**Text**.
::::

Cinesonic 4: bringing sound to the surface

Bruce Mowson

Simon Fisher-Turner

Simon Fisher-Turner

Simon Fisher-Turner

One of the comments most often made of film soundtracks is “I didn’t even notice it.” Sometimes this is considered a compliment. Sound is one of the cinema’s most powerful tools, whereby the audience is influenced from below the radar of their consciousness. This is the potent territory explored at the Cinesonic 4 conference, held at the Treasury Theatre in Melbourne.

The Potency of the Soundtrack

This potency is employed in subtle ways, as demonstrated by McKenzie Wark (Macquarie University, Sydney) in clips from E.R. where the beeps, sucks and hisses of life support equipment are orchestrated to create tension with the dialogue. On the other hand, the soundtrack can be turned on its head to reveal the voices it excludes. In Hollywood, the sound of the voice is regulated by the “Hollywood Accent”, from which directors rarely deviate (hear the regional accents in the Coen Brothers’ Fargo for an exception to the rule). Megan Spencer’s (documentary maker/film reviewer, Triple J) presentation “Shout It Out Loud: The Voice of the Documentary Subject” identifies distinctions between the heard and unheard. Megan gives voice to the invisibles: Benjamin Smoke’s croaking, tobacco stained timbres; the speech of ex-inmates struggling with the sound of their voices outside a prison’s reverberant confines; and most bizarrely and beautifully in A Pair of One, identical twins whose voices switch between a call-and-response of identical parts and a perfectly matched unison, as they begin, echo and end each other’s thoughts. Megan’s presentation gives rise to intriguing questions about the relationship between the subject and writer or director: who is speaking through whom?

Language, Nationalism/ Regionalism and Realism

As sound came to the screen, so did nationalism. While silent film spoke mainly with pictures, the voice in the talkies spoke in nationalised languages. It may be that Indian cinema relies so heavily on music because it speaks more universally to an audience divided into more than 300 languages. Kathryn Bird (multimedia producer, Melbourne) describes the effect of this in Hong Kong cinema, where actors, crew and audiences are divided into Cantonese or Mandarin speakers, necessitating complicated dubbing and translation. Extensions of this sonic nationalism, or regionalism, are apparent in further clips from Hong Kong films. Precedence is given to materialising the sound of bodies and objects moving in air, and music is pushed to the background, occupying the space cicadas would in a Hollywood film. An inversion of this sonic ordering came from Philip Brophy (lecturer, Mars) playing a scene from Flashdance where Irene Cara’s body flies through the air and the sound of the physical world is dissolved by the soaring hit single What a Feeling.

::::

**Supplied information**.
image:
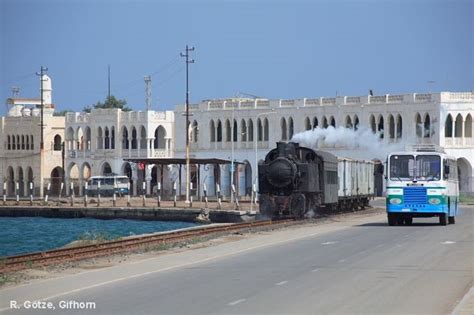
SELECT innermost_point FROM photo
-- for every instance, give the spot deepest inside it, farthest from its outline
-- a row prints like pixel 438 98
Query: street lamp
pixel 255 139
pixel 188 171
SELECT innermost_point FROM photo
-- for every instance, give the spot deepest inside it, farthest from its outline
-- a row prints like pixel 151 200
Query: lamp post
pixel 188 49
pixel 255 139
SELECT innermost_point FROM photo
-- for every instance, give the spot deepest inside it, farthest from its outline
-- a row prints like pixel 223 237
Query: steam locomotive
pixel 296 181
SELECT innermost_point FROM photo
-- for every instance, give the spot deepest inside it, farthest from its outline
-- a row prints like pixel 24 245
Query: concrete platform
pixel 134 213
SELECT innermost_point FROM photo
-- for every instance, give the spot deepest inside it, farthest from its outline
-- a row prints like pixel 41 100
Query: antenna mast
pixel 148 92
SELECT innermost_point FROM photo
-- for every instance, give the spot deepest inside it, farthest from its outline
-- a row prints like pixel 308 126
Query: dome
pixel 15 111
pixel 26 112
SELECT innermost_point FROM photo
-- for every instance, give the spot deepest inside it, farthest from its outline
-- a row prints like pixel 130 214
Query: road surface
pixel 357 265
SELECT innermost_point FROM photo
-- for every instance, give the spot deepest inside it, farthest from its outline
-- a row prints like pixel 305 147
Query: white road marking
pixel 236 302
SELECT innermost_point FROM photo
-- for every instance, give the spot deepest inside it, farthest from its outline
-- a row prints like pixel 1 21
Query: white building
pixel 245 129
pixel 98 142
pixel 21 160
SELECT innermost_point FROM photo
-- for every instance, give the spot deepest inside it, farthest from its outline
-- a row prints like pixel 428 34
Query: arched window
pixel 227 131
pixel 307 124
pixel 107 138
pixel 427 127
pixel 284 135
pixel 99 138
pixel 195 132
pixel 235 131
pixel 143 138
pixel 265 130
pixel 259 130
pixel 468 126
pixel 391 127
pixel 243 125
pixel 348 122
pixel 134 138
pixel 250 130
pixel 159 138
pixel 418 125
pixel 458 127
pixel 380 127
pixel 212 131
pixel 315 122
pixel 448 126
pixel 399 126
pixel 291 128
pixel 219 131
pixel 125 138
pixel 57 143
pixel 112 137
pixel 373 125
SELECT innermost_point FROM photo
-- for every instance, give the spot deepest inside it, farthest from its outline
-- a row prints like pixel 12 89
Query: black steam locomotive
pixel 296 181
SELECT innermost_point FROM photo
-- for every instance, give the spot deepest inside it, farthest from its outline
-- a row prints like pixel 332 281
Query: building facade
pixel 246 129
pixel 21 159
pixel 98 142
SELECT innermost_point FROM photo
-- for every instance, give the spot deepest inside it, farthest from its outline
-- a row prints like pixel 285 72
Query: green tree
pixel 110 102
pixel 62 112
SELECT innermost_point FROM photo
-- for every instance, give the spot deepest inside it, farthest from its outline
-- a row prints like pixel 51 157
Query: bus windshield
pixel 409 167
pixel 402 167
pixel 428 167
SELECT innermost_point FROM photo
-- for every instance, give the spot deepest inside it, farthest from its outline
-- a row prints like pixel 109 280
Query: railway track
pixel 40 259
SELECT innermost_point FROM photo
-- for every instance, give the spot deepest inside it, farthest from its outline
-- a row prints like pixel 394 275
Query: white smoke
pixel 361 143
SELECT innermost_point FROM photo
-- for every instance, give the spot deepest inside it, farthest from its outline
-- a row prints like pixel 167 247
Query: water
pixel 32 234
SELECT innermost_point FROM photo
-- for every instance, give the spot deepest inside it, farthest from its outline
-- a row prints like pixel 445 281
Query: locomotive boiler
pixel 296 181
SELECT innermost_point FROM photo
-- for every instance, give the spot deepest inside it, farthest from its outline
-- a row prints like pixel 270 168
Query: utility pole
pixel 148 92
pixel 188 61
pixel 41 74
pixel 108 81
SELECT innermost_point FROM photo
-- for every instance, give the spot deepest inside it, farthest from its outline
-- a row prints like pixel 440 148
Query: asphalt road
pixel 357 266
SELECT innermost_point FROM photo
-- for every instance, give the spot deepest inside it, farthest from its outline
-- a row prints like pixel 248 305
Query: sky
pixel 272 49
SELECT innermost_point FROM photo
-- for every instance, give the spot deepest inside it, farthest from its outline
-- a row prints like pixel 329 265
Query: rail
pixel 39 259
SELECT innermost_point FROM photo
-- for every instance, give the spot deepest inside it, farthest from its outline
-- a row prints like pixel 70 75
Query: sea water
pixel 22 235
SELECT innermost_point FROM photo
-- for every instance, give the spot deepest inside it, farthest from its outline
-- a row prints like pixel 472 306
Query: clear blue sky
pixel 273 49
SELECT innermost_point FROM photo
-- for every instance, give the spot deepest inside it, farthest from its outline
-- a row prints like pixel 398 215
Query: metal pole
pixel 188 49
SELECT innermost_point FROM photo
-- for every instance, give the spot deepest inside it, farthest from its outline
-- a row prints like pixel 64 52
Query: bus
pixel 107 185
pixel 421 183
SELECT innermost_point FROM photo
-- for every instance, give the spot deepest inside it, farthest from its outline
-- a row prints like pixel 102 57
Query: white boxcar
pixel 356 182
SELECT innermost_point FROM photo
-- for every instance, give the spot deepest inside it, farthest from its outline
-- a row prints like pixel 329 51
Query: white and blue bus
pixel 421 183
pixel 107 185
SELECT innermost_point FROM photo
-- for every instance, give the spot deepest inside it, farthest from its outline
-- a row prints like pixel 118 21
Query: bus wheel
pixel 442 219
pixel 392 219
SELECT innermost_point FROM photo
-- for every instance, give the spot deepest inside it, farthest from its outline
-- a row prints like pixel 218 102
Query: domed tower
pixel 47 90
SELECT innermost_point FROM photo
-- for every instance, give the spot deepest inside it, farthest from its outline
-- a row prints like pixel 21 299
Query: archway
pixel 56 179
pixel 106 169
pixel 10 181
pixel 466 180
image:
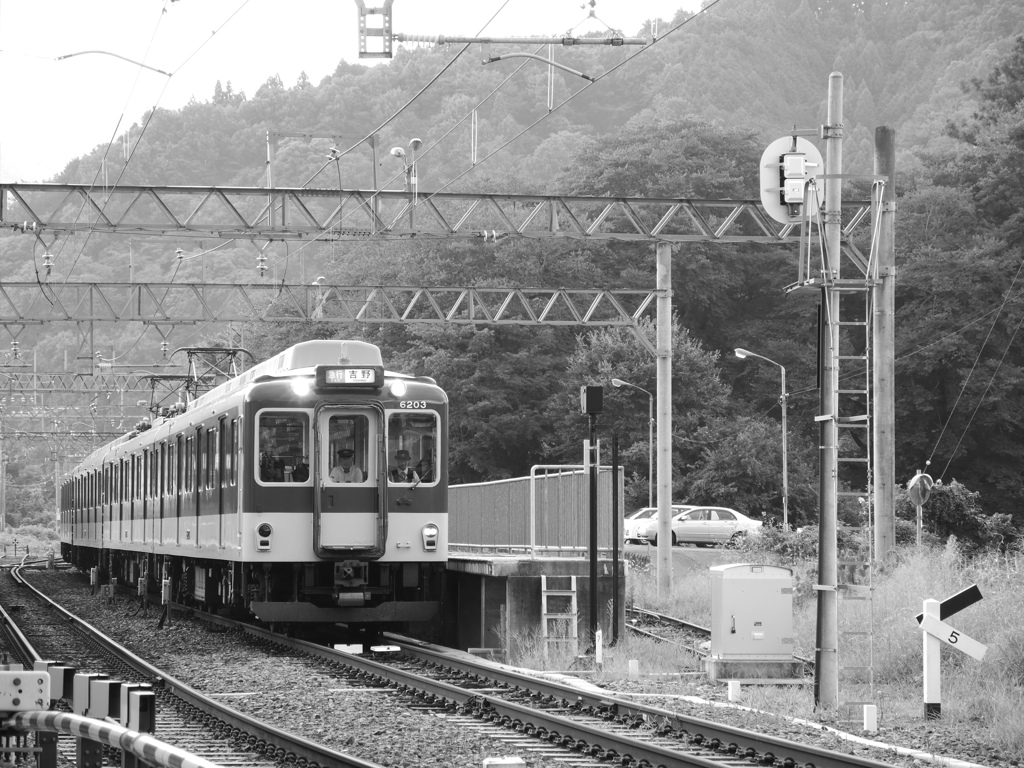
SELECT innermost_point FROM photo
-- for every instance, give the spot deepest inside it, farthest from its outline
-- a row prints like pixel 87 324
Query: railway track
pixel 553 722
pixel 583 726
pixel 37 628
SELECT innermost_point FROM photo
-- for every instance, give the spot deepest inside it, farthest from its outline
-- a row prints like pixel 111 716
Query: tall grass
pixel 985 696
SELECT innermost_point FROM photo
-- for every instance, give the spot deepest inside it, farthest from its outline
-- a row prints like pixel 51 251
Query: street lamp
pixel 616 383
pixel 412 182
pixel 743 353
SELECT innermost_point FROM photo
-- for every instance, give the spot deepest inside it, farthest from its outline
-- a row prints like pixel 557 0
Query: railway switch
pixel 142 711
pixel 24 690
pixel 104 698
pixel 124 702
pixel 61 682
pixel 80 691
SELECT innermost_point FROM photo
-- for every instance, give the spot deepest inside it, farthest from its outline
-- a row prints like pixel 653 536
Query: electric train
pixel 231 504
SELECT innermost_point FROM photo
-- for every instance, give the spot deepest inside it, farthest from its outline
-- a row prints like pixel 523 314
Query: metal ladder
pixel 854 494
pixel 559 622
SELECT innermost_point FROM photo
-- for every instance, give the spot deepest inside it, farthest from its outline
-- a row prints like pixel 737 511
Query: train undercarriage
pixel 339 599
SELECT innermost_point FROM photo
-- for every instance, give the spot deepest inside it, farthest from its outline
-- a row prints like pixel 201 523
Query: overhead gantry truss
pixel 266 215
pixel 301 214
pixel 161 303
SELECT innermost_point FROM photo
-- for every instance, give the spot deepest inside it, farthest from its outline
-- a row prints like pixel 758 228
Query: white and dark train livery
pixel 231 497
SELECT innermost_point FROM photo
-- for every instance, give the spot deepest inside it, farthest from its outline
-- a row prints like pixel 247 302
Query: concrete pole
pixel 785 461
pixel 883 333
pixel 664 419
pixel 826 662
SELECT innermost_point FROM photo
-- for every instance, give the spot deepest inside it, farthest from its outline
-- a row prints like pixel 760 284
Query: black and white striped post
pixel 935 631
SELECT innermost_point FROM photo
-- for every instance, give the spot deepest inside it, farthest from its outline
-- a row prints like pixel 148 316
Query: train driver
pixel 345 471
pixel 402 472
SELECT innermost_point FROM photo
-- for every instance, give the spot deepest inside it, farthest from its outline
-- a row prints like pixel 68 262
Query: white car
pixel 635 519
pixel 642 524
pixel 707 525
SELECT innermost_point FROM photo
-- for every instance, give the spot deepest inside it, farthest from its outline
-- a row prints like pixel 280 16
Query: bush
pixel 952 510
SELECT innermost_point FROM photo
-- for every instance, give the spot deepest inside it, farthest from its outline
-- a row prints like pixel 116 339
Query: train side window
pixel 283 446
pixel 189 463
pixel 230 468
pixel 412 448
pixel 212 465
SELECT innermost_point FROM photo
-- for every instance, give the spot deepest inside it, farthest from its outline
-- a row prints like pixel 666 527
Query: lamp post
pixel 412 181
pixel 743 353
pixel 650 436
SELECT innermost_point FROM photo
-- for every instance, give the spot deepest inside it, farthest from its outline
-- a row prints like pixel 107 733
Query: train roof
pixel 301 358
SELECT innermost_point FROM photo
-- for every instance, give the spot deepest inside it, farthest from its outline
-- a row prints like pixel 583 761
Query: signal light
pixel 787 165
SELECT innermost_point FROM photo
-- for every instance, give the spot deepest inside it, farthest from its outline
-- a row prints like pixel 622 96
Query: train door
pixel 348 473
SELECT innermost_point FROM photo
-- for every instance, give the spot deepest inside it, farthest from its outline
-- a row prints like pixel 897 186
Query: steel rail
pixel 594 740
pixel 302 749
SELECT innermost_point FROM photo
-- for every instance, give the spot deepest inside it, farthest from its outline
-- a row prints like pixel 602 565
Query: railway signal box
pixel 752 623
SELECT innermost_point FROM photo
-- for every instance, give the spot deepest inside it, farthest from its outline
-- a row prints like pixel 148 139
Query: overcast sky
pixel 57 110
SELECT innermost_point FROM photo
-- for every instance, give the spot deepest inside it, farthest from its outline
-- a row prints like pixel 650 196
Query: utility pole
pixel 826 660
pixel 883 329
pixel 664 266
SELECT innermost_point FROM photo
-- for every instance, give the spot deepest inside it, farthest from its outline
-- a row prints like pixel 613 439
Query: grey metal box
pixel 752 611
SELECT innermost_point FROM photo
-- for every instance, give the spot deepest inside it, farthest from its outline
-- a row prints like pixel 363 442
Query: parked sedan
pixel 643 526
pixel 707 525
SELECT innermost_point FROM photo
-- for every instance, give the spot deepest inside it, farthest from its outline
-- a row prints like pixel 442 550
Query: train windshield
pixel 284 446
pixel 412 448
pixel 348 454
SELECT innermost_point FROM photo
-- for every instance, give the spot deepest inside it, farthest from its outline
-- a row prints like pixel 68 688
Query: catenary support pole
pixel 615 539
pixel 664 419
pixel 594 460
pixel 883 331
pixel 826 658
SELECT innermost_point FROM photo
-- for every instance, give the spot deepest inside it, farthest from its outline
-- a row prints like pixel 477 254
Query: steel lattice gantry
pixel 300 213
pixel 264 215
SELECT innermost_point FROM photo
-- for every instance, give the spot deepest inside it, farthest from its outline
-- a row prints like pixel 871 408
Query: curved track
pixel 562 719
pixel 37 628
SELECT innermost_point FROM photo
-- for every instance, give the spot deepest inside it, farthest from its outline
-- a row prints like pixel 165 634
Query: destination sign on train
pixel 359 377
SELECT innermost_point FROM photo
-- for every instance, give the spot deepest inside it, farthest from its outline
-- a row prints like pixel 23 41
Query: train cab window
pixel 412 448
pixel 347 456
pixel 283 446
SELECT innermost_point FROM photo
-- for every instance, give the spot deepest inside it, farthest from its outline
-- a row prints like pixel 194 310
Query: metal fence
pixel 547 513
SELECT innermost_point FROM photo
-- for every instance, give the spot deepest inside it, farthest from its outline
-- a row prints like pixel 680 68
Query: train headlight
pixel 430 534
pixel 264 532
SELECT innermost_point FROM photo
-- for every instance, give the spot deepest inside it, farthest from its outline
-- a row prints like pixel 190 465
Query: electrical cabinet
pixel 752 612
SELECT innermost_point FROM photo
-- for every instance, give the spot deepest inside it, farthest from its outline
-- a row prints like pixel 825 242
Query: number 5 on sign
pixel 952 637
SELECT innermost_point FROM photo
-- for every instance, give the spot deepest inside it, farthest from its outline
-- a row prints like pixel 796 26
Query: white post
pixel 932 652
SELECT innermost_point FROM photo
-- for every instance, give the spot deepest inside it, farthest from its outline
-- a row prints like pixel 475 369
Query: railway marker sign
pixel 934 631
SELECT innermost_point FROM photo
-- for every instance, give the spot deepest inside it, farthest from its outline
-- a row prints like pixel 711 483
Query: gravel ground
pixel 376 727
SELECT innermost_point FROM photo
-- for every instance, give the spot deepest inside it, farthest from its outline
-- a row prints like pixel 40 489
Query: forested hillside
pixel 685 117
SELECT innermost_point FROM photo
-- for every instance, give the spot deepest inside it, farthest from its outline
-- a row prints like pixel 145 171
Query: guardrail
pixel 547 513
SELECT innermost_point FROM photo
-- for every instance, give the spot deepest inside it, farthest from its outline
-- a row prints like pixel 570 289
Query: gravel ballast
pixel 298 695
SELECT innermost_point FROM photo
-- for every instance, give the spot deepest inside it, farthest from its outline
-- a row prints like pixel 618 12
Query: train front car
pixel 312 488
pixel 344 502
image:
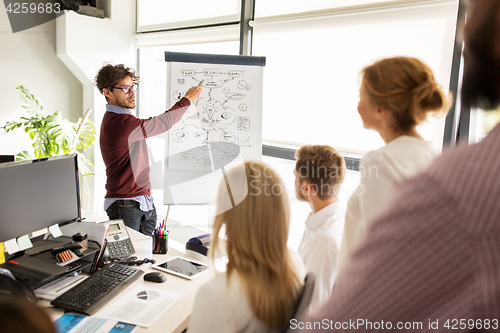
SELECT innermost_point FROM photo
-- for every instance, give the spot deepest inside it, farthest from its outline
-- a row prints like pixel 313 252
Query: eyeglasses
pixel 126 89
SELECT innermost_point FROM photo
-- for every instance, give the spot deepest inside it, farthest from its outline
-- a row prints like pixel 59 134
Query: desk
pixel 176 318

::::

**Task details**. List each speaker the conference report describes presenting at Cinesonic 4, along with the affiliation it gives in parentheses. Answer from the conference report alone, without outside knowledge.

**Task response**.
- McKenzie Wark: Macquarie University, Sydney
- Megan Spencer: documentary maker/film reviewer, Triple J
- Kathryn Bird: multimedia producer, Melbourne
- Philip Brophy: lecturer, Mars